» Set exercise 1
Please transcribe everything in the article on discussing wages in New Zealand from "Below, we’ll break" down to "of employment law.".
» Set exercise 2
Find each line in the entries that contains the string "lane" and copy those lines. Match the case exactly.

Is It Illegal To Discuss Wages In New Zealand?

Alex Solo
byAlex Solo10 min read

If you run a small business, it’s completely normal to feel a bit uneasy when you hear employees are talking about pay at work. You might be thinking:

  • “Is this going to cause conflict in my team?”
  • “Can I tell them to stop?”
  • “Is it illegal for them to share pay details?”
  • “Do I have to disclose what other people earn?”

The good news is: you can manage wage conversations in a way that protects your business, supports a healthy culture, and reduces legal risk. The key is understanding what the law actually requires (and what it doesn’t), and then setting clear expectations in the right way.

Below, we’ll break down how wage discussions generally work in New Zealand workplaces, what you can (and can’t) control as an employer, and the practical steps you can take to stay on the right side of employment law.

Why Small Businesses Ask This Question

In a small team, pay can feel personal. You might have negotiated different rates based on:

  • experience or seniority
  • performance
  • market pressures at the time you hired someone
  • different responsibilities (even if job titles are similar)
  • availability (for example, weekend work or on-call shifts)

When employees start comparing notes, you can suddenly find yourself dealing with:

  • resentment or morale issues
  • questions you weren’t expecting (“Why is my pay different?”)
  • pressure to increase wages immediately
  • concerns about fairness, discrimination, or equal pay

It can also expose messy admin issues. For example, if you’ve been paying someone “cash-in-hand” off the books, wage discussions can quickly bring that risk to the surface (and it’s not a risk you want). If you’re unsure about what crosses the line, it’s worth reading up on illegal cash in hand and fixing any problems early (and for anything tax-related, it’s also worth speaking with your accountant or the IRD).

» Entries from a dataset
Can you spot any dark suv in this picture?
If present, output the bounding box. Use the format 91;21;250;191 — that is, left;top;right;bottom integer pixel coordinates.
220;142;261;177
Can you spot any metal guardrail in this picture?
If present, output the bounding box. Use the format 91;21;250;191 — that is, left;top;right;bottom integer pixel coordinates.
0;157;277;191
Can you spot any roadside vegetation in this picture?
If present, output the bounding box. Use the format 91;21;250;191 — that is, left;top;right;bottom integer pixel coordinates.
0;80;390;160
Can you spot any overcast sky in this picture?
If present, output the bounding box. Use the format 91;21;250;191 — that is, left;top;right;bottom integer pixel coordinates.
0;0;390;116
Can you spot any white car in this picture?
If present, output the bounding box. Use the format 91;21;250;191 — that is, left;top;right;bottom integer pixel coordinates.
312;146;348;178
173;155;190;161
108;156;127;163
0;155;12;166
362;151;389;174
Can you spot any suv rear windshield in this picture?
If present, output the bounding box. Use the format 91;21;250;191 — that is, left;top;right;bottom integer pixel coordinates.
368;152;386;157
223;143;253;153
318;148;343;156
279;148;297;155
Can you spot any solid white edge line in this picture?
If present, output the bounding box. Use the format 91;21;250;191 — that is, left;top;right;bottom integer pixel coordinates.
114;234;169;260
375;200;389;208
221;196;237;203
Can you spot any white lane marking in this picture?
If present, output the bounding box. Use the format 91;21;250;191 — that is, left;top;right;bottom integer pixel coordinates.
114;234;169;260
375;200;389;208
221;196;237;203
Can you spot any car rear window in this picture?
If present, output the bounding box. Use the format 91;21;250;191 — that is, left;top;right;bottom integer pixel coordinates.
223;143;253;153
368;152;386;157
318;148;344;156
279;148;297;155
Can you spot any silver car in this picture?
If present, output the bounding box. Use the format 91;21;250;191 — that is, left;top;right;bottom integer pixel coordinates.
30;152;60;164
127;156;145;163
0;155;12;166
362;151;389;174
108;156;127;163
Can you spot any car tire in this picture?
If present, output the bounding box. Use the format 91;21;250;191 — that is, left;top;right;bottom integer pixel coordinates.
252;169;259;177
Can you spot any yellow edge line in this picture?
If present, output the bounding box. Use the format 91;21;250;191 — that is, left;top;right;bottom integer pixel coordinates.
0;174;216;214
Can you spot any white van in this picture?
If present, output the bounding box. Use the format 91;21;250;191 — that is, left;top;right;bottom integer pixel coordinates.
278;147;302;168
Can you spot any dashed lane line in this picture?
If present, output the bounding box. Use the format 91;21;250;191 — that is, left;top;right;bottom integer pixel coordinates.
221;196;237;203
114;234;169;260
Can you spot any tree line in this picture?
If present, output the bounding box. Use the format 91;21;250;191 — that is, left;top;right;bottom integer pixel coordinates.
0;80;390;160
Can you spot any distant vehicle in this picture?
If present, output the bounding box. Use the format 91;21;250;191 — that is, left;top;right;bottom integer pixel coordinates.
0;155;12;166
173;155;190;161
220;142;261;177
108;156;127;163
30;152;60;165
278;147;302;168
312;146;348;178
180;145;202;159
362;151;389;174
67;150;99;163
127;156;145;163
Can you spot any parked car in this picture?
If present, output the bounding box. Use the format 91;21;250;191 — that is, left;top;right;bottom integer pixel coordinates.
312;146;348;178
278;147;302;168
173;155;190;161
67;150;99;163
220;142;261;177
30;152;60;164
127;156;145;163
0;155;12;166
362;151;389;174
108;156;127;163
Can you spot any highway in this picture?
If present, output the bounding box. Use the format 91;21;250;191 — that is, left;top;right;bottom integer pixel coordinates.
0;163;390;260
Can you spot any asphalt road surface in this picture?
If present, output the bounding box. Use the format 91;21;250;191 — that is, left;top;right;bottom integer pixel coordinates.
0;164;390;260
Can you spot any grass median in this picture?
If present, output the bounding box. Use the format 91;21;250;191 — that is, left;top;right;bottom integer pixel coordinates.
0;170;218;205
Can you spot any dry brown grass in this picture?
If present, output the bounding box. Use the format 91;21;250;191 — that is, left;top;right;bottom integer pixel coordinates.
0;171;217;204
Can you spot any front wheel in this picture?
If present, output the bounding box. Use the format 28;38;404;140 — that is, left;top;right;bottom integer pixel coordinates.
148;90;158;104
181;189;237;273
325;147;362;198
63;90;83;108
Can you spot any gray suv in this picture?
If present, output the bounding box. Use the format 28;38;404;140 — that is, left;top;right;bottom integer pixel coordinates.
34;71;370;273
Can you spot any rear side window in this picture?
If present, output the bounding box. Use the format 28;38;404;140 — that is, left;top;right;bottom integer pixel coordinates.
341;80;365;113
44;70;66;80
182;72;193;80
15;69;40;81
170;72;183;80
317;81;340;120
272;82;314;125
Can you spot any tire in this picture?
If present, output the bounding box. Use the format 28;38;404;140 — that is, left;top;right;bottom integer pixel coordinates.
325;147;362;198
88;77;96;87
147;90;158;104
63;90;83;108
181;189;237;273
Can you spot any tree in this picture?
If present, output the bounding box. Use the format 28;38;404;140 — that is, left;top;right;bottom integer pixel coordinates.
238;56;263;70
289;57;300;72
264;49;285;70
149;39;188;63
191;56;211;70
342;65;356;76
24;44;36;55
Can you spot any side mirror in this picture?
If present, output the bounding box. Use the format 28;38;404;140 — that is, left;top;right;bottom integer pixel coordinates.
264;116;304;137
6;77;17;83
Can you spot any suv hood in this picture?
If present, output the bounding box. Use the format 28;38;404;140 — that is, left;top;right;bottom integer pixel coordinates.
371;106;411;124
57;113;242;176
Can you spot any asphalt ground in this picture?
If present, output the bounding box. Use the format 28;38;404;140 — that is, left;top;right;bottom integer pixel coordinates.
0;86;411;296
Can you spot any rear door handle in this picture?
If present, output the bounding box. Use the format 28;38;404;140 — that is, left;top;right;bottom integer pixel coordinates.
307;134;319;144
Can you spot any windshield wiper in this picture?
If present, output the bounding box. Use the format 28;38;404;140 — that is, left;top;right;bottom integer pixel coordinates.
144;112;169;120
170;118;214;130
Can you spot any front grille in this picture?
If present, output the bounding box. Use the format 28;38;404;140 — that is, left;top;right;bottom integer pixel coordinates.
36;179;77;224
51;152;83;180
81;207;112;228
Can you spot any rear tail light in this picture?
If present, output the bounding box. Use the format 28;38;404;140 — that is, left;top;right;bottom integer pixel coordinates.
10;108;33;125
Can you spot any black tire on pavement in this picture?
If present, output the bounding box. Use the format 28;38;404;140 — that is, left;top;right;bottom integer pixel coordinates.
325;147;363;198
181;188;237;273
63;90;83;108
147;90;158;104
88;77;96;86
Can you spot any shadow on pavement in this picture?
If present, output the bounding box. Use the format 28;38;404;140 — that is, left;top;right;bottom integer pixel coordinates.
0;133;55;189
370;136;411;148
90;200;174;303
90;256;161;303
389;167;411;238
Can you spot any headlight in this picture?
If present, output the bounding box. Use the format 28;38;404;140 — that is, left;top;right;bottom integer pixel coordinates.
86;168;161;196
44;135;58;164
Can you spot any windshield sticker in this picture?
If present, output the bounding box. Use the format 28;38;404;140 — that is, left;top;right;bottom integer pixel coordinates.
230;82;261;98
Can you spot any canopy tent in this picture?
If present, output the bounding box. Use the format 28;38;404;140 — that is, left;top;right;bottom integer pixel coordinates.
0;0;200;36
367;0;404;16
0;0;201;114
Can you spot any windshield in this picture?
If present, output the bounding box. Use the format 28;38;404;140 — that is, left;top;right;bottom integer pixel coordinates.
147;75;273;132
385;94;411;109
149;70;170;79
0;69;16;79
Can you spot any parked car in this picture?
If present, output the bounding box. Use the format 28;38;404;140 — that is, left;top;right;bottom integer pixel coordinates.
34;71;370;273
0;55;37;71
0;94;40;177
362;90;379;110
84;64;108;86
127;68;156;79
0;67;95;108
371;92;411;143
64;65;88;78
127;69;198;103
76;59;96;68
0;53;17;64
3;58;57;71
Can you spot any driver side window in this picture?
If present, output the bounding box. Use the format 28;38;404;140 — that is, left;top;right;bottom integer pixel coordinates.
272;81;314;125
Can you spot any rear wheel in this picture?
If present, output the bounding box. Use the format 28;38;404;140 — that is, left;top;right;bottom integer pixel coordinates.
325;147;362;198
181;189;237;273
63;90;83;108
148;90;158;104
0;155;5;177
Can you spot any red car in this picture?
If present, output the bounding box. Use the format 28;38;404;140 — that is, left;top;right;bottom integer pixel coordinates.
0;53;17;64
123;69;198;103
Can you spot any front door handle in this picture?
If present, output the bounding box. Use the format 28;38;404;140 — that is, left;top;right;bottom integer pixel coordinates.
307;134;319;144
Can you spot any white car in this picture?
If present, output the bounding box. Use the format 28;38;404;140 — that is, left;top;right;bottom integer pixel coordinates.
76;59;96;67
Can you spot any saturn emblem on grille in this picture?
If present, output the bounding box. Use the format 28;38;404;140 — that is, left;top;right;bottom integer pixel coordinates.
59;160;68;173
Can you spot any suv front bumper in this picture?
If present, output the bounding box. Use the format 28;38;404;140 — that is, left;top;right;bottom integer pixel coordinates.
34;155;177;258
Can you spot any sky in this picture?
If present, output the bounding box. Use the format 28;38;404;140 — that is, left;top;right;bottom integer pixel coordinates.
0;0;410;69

--

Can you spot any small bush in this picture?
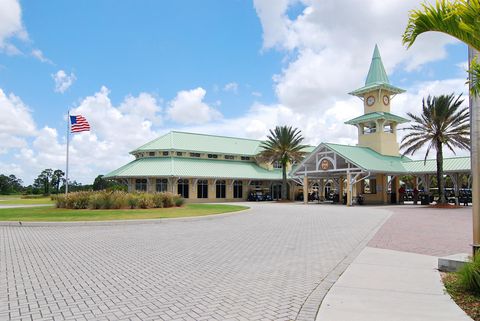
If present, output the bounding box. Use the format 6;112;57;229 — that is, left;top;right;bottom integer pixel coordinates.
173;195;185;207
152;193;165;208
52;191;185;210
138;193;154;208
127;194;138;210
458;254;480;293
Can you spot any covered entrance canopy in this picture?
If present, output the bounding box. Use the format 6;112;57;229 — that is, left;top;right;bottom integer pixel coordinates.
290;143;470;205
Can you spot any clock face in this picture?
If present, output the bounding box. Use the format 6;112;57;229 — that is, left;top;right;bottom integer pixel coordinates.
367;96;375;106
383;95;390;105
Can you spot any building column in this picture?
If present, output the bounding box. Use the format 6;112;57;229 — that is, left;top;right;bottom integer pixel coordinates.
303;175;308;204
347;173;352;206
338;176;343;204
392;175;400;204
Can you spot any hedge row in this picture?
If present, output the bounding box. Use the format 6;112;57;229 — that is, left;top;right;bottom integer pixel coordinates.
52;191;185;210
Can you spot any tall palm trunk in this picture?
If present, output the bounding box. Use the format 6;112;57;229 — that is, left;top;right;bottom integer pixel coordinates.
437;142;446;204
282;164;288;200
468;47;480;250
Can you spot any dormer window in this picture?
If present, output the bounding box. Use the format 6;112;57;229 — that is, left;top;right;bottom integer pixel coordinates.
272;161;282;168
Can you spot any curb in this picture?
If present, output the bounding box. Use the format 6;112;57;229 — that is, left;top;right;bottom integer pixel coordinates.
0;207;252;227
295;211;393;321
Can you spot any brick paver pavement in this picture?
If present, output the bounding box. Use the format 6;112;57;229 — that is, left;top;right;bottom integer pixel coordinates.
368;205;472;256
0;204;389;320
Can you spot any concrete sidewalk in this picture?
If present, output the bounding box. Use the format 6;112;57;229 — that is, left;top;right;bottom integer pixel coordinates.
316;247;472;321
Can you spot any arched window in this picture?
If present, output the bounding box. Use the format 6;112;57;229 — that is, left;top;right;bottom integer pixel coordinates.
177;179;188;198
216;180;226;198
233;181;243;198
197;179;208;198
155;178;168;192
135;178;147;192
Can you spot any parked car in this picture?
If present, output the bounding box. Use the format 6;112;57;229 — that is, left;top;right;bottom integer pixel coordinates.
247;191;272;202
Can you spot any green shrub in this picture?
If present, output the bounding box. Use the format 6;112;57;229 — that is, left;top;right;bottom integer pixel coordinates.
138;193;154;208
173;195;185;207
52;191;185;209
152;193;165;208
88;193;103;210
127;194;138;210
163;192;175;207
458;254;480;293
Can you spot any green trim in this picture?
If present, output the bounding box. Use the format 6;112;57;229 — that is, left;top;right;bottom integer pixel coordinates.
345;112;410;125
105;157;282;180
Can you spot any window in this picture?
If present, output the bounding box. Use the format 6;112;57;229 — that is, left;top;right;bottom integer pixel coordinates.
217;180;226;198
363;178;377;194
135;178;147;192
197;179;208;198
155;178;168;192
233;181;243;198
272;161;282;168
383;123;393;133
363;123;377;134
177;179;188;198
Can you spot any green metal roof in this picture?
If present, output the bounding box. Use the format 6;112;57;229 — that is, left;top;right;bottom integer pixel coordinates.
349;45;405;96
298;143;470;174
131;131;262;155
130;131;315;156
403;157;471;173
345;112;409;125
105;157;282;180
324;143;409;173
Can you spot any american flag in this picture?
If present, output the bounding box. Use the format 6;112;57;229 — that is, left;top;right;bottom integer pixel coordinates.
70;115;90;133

» Complete response 1
Below, we’ll break down how wage discussions generally work in New Zealand workplaces, what you can (and can’t) control as an employer, and the practical steps you can take to stay on the right side of employment law.

» Complete response 2
Can you spot any white lane marking in this picture?
Can you spot any dashed lane line in this picture?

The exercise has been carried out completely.